REQUEST = Reproduce the following records exactly from the line containing "Objective — one point per instance of the denim" onward, ending with the last line and including it.

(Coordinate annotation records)
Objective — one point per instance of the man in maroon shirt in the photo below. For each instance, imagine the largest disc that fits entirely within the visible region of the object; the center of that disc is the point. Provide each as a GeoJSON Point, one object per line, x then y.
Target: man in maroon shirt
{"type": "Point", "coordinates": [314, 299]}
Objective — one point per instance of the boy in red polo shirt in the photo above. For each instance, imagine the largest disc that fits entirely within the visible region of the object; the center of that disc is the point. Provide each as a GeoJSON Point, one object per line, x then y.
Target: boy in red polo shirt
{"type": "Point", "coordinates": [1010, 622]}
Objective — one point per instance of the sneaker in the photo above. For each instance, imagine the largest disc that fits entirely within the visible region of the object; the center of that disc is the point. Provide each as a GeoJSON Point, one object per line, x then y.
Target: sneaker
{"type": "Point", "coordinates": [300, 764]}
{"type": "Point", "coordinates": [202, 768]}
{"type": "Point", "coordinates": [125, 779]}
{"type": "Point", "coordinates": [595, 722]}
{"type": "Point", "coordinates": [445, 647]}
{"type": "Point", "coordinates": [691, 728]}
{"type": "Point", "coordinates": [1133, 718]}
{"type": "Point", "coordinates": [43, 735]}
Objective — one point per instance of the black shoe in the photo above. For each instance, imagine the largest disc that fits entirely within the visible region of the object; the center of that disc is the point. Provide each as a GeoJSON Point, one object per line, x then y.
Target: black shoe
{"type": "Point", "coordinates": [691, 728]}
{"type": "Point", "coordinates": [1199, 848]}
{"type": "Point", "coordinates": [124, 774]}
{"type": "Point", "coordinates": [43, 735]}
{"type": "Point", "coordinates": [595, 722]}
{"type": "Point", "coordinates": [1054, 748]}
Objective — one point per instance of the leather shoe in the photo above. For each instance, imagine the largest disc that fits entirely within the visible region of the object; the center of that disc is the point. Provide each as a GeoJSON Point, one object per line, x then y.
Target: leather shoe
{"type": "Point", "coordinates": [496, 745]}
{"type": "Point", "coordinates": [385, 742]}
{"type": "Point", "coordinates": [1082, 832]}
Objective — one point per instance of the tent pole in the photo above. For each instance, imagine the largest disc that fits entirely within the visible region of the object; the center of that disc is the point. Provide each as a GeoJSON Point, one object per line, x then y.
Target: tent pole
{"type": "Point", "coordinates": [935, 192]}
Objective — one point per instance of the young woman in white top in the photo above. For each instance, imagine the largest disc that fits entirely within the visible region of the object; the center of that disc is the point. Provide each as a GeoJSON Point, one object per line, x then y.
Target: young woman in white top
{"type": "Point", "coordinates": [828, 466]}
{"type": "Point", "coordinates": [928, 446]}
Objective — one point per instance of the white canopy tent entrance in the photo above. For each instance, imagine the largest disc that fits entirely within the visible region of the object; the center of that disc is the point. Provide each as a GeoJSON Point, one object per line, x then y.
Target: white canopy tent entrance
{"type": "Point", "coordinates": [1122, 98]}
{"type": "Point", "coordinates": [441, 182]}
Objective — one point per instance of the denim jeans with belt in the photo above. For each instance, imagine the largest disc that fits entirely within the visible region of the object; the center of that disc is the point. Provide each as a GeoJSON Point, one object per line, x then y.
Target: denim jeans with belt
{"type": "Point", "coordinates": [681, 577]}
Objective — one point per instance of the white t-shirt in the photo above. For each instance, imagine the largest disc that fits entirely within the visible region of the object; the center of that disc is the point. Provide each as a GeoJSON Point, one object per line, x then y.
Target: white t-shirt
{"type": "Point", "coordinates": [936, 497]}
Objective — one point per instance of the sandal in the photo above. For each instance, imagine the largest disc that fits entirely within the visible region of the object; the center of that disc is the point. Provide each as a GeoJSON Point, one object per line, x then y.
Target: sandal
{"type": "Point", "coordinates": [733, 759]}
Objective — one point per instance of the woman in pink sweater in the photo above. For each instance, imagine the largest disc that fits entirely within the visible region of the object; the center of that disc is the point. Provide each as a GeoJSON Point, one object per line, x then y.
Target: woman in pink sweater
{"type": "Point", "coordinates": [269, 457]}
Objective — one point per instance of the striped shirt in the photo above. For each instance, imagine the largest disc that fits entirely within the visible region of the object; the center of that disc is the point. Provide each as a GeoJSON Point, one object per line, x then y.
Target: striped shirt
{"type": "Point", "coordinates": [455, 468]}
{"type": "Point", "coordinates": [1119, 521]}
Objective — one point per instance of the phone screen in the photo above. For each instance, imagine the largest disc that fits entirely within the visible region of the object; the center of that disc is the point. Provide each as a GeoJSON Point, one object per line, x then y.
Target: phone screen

COMPLETED TASK =
Objective — one point per instance of the denim jeans with belt in the photo above. For each instance, imagine the largest disc that fits entirely within the visible region of the object; the center of that disc is the point. Provide each as a GeoJSON Point, one object per line, x then y.
Target: denim jeans with belt
{"type": "Point", "coordinates": [681, 577]}
Objective — one point per instance of the white t-shirt in the photo above. For each instance, imagine the largest disc that fits entirely within the visible region of the object; the center of that disc is the point. Provide each as a GeoJSON Point, one object per line, x then y.
Target: white t-shirt
{"type": "Point", "coordinates": [936, 497]}
Objective — one point per instance of the sandal in the photo above. For each instance, imagine the largest disc that fits entirely within the visible region of the object; the center of that disc is the point. Provide each as a GeoJSON Point, one object per line, x then y.
Target: sandal
{"type": "Point", "coordinates": [733, 759]}
Objective — one point per instance of the woman in pink sweater in the photo above. For each instance, imagine the largest disc that fits entirely within the visible region of the object; the center of that disc is the point. Provide each as a GeoJSON Point, one object per line, x then y.
Target: woman in pink sweater
{"type": "Point", "coordinates": [269, 457]}
Objective — one point per instance of the striped shirt in the photo above. For each instance, imagine the largest disc that fits entirely within the visible region of the object; the center of that disc is the point. Provide each as a GeoJSON Point, one object per line, x then y.
Target: striped shirt
{"type": "Point", "coordinates": [455, 468]}
{"type": "Point", "coordinates": [1119, 521]}
Objective — one point per instance of the phone screen in the photo above. For each instance, imagine the largest disc that fits entirely within the visible region of the object; the center of that disc is the point. Provide each as a GeoJSON Point, one object per line, x then y.
Target: phone screen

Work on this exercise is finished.